» **Referring expression pointing data**:
▼▼▼

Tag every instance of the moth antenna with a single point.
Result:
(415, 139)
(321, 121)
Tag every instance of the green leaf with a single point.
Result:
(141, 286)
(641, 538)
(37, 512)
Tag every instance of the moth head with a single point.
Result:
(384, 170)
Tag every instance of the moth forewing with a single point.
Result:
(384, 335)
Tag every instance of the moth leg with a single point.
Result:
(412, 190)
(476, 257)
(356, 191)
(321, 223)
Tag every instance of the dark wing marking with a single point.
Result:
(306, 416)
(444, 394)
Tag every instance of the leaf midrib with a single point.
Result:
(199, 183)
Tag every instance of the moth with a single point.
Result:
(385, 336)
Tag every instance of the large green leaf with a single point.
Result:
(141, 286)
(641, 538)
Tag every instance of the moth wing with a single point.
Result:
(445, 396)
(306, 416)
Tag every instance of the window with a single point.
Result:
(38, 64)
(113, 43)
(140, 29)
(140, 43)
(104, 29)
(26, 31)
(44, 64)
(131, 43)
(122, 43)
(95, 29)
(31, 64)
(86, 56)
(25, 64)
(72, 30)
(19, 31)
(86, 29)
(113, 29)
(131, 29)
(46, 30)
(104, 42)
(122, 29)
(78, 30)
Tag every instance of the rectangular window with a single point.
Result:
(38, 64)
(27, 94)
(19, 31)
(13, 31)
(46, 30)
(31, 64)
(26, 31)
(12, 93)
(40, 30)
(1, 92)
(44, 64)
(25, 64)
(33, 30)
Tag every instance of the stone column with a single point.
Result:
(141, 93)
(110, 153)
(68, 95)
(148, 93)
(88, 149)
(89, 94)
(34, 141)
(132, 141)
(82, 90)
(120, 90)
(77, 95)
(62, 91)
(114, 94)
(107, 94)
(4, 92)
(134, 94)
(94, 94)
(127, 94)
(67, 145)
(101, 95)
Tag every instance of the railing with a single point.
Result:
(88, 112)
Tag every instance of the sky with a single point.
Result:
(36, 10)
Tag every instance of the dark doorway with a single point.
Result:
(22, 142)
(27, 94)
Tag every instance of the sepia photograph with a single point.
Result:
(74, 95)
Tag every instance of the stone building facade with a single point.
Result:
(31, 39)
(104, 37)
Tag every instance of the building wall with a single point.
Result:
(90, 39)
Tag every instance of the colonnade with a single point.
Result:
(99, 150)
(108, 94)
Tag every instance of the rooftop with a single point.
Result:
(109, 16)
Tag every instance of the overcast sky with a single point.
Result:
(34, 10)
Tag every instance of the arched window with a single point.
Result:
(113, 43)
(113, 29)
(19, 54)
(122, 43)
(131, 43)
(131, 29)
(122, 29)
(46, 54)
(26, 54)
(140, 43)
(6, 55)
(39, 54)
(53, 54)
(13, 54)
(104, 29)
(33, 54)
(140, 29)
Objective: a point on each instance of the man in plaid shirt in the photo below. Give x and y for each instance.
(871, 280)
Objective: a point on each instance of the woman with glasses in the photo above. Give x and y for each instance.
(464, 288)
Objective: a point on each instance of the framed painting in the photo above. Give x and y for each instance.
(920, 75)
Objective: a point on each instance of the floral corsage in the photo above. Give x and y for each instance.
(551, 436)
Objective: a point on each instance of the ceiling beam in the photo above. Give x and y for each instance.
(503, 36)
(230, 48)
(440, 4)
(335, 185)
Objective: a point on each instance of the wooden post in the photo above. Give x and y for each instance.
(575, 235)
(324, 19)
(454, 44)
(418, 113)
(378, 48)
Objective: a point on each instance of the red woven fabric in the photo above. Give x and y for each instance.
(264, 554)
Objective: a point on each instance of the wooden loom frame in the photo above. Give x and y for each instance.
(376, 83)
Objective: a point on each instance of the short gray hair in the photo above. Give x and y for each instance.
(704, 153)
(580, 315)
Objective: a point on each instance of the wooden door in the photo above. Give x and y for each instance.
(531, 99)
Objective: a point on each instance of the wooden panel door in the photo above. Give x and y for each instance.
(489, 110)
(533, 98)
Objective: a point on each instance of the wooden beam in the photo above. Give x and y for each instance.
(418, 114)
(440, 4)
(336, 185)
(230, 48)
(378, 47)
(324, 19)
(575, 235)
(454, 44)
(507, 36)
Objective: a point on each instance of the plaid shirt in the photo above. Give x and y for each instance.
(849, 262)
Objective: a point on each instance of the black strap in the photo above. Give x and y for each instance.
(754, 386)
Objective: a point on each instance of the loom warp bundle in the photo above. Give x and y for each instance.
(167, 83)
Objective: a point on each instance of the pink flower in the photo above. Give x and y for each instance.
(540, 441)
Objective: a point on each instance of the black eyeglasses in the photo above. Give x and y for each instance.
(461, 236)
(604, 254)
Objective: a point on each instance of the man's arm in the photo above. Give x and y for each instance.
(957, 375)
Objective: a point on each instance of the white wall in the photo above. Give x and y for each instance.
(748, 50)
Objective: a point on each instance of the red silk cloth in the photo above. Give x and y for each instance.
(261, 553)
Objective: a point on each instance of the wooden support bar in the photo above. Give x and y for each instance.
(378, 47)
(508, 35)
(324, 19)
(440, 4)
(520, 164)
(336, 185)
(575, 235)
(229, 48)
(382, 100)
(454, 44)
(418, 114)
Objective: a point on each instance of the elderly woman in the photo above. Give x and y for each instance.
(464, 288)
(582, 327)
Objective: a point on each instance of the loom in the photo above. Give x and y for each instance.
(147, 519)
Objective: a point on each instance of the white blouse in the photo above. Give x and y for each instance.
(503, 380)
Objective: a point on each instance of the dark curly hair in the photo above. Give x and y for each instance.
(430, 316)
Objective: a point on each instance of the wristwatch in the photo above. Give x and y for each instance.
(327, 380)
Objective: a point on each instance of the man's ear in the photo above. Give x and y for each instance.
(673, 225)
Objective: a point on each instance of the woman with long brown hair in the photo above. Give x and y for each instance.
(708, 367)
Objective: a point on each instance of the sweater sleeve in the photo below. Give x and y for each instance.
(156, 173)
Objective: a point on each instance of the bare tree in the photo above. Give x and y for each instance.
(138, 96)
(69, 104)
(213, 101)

▲▲▲

» **EXERCISE BRIEF**: Which of the lines above contain "stone"? Return them all.

» **WORKED SOLUTION**:
Tag every instance of the stone column with a single point.
Tag every instance of the stone building facade with a single point.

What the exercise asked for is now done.